§ **Data for this task**:

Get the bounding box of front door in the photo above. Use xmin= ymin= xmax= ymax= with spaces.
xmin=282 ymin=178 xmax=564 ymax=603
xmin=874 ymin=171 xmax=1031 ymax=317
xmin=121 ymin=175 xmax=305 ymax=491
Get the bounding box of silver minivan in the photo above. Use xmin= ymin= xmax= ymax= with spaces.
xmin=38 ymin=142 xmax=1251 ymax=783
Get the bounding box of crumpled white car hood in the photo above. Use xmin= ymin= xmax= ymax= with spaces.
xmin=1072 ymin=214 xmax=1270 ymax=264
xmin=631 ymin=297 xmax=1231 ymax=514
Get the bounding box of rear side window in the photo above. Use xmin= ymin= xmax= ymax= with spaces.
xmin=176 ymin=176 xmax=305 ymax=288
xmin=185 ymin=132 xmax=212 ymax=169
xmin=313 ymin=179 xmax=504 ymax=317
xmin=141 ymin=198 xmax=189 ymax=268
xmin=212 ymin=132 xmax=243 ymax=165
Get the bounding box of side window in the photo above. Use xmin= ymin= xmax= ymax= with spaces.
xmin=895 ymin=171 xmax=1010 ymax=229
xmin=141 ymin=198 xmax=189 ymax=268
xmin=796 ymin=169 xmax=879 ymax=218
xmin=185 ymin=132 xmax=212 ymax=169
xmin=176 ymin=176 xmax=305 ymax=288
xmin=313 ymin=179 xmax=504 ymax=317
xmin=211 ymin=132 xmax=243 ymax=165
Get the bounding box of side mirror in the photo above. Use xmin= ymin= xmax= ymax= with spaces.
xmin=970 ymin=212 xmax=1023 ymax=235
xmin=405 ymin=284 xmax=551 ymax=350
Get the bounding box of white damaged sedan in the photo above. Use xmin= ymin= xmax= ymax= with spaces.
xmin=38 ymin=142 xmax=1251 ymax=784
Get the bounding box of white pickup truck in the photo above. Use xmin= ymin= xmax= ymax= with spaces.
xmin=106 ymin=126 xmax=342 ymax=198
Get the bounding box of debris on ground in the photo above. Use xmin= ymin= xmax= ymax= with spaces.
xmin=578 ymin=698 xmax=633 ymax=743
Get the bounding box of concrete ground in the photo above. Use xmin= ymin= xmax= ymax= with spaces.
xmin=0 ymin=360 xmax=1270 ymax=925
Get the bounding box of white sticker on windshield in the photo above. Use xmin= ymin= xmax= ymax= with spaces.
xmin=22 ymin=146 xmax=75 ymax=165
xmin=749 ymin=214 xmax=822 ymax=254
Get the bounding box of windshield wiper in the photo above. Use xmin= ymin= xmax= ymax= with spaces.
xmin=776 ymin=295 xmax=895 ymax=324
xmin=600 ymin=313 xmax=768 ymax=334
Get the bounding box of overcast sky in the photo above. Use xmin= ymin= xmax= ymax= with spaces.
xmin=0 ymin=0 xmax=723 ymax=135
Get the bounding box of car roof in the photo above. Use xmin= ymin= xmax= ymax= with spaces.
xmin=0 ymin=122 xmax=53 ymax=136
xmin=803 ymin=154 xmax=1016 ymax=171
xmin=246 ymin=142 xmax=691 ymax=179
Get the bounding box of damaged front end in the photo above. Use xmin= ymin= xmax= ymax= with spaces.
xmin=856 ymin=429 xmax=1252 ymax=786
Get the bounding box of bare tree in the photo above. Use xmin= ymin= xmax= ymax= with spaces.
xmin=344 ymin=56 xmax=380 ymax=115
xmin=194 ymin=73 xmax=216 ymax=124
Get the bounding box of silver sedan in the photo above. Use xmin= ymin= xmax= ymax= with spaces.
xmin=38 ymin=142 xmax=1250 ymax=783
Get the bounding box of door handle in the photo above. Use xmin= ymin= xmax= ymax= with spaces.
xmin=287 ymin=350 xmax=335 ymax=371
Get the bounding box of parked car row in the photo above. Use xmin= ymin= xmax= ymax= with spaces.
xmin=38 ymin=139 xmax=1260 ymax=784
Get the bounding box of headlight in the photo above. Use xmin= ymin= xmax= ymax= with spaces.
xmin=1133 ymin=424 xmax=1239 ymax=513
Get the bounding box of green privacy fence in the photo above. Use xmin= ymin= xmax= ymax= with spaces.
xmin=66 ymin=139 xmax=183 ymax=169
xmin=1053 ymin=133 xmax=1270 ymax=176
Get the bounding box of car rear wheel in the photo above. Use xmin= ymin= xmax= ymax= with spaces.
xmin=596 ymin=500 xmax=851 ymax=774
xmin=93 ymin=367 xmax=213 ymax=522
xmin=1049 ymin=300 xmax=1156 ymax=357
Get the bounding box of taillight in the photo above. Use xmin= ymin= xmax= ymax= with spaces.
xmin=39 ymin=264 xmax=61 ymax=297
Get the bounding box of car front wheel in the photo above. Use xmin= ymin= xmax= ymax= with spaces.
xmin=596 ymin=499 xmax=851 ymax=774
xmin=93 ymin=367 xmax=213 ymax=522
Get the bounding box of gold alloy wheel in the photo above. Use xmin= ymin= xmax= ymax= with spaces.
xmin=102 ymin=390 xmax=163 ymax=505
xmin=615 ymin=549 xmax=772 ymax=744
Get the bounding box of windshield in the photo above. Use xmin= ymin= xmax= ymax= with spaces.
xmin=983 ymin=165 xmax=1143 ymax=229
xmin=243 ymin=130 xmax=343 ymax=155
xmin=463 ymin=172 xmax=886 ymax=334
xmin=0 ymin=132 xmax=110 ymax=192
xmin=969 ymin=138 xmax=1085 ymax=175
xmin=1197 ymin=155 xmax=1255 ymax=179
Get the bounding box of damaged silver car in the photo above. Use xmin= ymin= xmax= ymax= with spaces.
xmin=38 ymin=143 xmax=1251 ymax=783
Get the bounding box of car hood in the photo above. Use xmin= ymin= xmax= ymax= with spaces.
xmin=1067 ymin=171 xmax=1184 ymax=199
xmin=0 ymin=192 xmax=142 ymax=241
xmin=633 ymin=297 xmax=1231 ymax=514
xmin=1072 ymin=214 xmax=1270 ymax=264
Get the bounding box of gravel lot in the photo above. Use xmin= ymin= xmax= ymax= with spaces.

---

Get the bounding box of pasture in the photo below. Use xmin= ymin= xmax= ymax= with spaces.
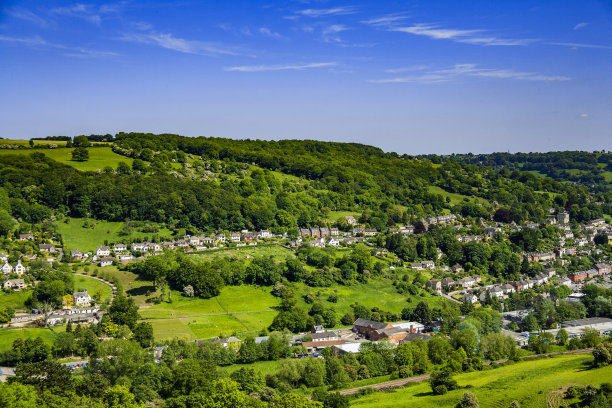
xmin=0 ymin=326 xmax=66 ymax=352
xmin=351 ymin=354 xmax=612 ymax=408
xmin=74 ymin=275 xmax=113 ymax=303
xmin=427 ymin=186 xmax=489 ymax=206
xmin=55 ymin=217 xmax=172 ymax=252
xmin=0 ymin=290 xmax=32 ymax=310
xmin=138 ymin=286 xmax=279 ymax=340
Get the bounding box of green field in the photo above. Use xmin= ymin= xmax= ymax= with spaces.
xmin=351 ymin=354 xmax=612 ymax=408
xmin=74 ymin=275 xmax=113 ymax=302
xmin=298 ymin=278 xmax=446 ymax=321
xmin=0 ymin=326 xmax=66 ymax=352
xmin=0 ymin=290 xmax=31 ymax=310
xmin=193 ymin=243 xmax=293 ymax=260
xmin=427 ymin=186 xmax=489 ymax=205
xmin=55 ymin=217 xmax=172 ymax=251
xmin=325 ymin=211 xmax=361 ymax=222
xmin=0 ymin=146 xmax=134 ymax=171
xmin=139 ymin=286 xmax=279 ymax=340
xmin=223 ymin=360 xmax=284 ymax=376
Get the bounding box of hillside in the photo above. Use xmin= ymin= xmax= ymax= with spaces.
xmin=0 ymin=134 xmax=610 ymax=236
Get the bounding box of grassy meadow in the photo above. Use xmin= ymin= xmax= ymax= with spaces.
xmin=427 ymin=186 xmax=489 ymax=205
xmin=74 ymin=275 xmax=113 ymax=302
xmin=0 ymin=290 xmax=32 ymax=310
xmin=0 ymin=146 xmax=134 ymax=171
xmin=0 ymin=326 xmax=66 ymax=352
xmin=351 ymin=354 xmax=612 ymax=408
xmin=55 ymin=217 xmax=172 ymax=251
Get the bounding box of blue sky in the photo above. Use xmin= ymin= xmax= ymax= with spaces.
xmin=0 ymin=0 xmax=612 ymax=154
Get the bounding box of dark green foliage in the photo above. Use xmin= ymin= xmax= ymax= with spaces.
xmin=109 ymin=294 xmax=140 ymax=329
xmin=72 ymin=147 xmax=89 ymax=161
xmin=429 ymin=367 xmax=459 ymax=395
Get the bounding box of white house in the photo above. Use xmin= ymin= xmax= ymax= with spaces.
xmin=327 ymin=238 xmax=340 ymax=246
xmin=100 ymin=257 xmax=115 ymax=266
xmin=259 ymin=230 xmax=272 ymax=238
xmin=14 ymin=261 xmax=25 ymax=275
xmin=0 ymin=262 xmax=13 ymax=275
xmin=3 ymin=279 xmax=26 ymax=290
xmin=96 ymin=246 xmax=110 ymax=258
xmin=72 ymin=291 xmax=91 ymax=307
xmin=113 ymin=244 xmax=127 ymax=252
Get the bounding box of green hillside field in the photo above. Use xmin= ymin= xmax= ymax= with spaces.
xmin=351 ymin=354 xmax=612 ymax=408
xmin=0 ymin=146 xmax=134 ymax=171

§ **Work to complete**: Replace "windshield" with "windscreen" in the part of the records that opens with the line containing "Get the bounding box of windshield in" and closes with the line containing "xmin=1197 ymin=155 xmax=1255 ymax=179". Give only those lines, with everything else unchanged.

§ **Correct response**:
Get the bounding box of windscreen in the photo above. Use xmin= ymin= xmax= ymax= with spaces.
xmin=983 ymin=165 xmax=1143 ymax=229
xmin=243 ymin=130 xmax=343 ymax=155
xmin=463 ymin=172 xmax=886 ymax=334
xmin=0 ymin=132 xmax=110 ymax=192
xmin=969 ymin=138 xmax=1085 ymax=175
xmin=1197 ymin=155 xmax=1255 ymax=179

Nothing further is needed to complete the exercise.